Begin INPUT RECORDS

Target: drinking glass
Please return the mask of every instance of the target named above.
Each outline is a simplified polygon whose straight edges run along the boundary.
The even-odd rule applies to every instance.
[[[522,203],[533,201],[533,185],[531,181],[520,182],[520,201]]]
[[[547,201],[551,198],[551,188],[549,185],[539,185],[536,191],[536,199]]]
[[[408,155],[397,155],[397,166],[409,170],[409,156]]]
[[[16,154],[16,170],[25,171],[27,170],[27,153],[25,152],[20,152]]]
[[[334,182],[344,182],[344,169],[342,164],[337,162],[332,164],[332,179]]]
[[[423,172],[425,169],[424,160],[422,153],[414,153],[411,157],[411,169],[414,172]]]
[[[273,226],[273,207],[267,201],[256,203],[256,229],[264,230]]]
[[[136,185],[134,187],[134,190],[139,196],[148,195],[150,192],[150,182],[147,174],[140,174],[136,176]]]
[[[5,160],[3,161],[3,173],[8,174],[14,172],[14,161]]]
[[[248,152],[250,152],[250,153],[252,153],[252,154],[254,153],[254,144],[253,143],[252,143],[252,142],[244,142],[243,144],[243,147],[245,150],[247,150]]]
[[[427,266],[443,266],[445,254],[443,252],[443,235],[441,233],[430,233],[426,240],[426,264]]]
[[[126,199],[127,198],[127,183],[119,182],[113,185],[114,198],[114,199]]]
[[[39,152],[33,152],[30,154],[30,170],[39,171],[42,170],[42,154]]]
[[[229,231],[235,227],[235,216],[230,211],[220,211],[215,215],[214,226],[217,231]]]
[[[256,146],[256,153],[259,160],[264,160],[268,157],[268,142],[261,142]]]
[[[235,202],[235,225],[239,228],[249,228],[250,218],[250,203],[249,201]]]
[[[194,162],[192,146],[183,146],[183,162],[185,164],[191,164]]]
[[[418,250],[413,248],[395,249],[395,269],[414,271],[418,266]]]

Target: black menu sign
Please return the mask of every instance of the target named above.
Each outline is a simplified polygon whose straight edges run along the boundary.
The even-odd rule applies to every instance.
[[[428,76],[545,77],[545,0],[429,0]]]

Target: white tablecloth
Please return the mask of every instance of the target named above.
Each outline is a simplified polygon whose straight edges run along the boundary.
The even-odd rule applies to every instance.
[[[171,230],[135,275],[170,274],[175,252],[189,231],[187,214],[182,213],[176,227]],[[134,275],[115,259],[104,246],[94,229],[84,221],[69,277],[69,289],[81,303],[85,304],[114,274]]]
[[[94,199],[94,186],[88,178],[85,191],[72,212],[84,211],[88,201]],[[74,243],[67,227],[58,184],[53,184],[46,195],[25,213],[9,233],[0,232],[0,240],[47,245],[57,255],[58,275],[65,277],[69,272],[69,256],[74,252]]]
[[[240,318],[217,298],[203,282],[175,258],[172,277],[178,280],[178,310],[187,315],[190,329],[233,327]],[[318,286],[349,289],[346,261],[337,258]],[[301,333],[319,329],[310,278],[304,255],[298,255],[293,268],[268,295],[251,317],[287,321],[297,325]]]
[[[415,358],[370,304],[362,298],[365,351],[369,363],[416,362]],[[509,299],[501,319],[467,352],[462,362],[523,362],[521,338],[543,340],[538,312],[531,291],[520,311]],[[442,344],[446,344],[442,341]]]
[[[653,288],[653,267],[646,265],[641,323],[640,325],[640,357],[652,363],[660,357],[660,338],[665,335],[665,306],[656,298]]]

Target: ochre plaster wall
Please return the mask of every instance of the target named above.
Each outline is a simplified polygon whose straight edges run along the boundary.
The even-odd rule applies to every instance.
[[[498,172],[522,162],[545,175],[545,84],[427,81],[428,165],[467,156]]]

End INPUT RECORDS

STATED EXERCISE:
Copy every line above character for character.

EXPECTED OUTPUT:
Target: drinking glass
Please return the mask of every instance of the target named above.
Each outline is a simplified polygon whose straight edges run along the boundary.
The even-odd rule applies to every instance.
[[[522,203],[533,201],[533,185],[531,181],[520,182],[520,201]]]
[[[547,201],[551,198],[551,188],[549,185],[539,185],[536,191],[536,199]]]
[[[408,155],[397,155],[397,166],[409,170],[409,156]]]
[[[16,154],[16,170],[25,171],[27,170],[27,153],[25,152],[20,152]]]
[[[334,182],[344,182],[344,169],[342,164],[337,162],[332,164],[332,179]]]
[[[423,172],[425,169],[424,160],[422,153],[414,153],[411,157],[411,169],[414,172]]]
[[[273,226],[273,207],[267,201],[256,203],[256,229],[264,230]]]
[[[136,185],[134,187],[134,190],[139,196],[148,195],[150,192],[150,182],[147,174],[140,174],[136,176]]]
[[[5,160],[3,161],[3,173],[8,174],[14,172],[14,161]]]
[[[248,152],[250,152],[250,153],[252,153],[252,154],[254,153],[254,144],[253,143],[252,143],[252,142],[244,142],[243,144],[243,147],[245,150],[247,150]]]
[[[427,266],[443,266],[445,254],[443,252],[443,235],[441,233],[430,233],[426,240],[426,264]]]
[[[126,199],[127,198],[127,183],[119,182],[113,185],[114,198],[114,199]]]
[[[39,152],[33,152],[30,154],[30,170],[39,171],[42,170],[42,154]]]
[[[229,231],[235,227],[235,216],[230,211],[220,211],[215,215],[214,226],[217,231]]]
[[[256,146],[256,153],[259,160],[264,160],[268,157],[268,142],[261,142]]]
[[[235,202],[235,225],[239,228],[249,228],[250,218],[250,203],[249,201]]]
[[[194,162],[192,146],[183,146],[183,162],[185,164],[191,164]]]
[[[418,250],[413,248],[395,249],[395,269],[414,271],[418,266]]]

Target: black menu sign
Please return the mask of every instance of the target named above.
Each outline is a simplified polygon whose straight edges run along the boundary.
The even-odd rule applies to every instance.
[[[428,76],[545,77],[545,0],[429,0]]]

Target: white tablecloth
Please return the mask of every instance of the target named above.
Each outline is a simplified polygon whose straight edges run along the boundary.
The even-odd rule applies to every instance.
[[[171,230],[135,275],[170,274],[175,252],[189,231],[187,214],[182,213],[176,227]],[[134,275],[115,259],[104,246],[94,229],[84,221],[69,277],[69,289],[81,303],[85,304],[114,274]]]
[[[94,199],[94,186],[88,178],[85,191],[72,212],[84,211],[88,201]],[[74,243],[67,227],[58,184],[53,184],[46,195],[25,213],[9,233],[0,232],[0,240],[47,245],[57,255],[58,275],[65,277],[69,272],[69,256],[74,252]]]
[[[240,318],[217,298],[203,282],[175,258],[172,277],[178,280],[178,310],[187,315],[190,329],[233,327]],[[318,286],[349,289],[346,261],[337,258]],[[301,333],[319,329],[310,278],[304,255],[298,255],[293,268],[268,295],[251,317],[287,321],[297,325]]]
[[[415,358],[370,304],[362,298],[365,351],[369,363],[416,362]],[[509,299],[501,319],[467,352],[462,362],[523,362],[521,338],[543,340],[538,312],[531,291],[520,311]],[[442,344],[446,344],[442,341]]]
[[[653,288],[653,267],[646,265],[641,323],[640,325],[640,357],[652,363],[660,357],[660,338],[665,335],[665,306],[656,298]]]

Target: ochre plaster wall
Please return the mask of every instance of the target named above.
Each outline is a simplified polygon whose straight edges run along the boundary.
The even-odd rule applies to every instance.
[[[498,172],[522,162],[545,175],[545,84],[427,81],[428,165],[467,156]]]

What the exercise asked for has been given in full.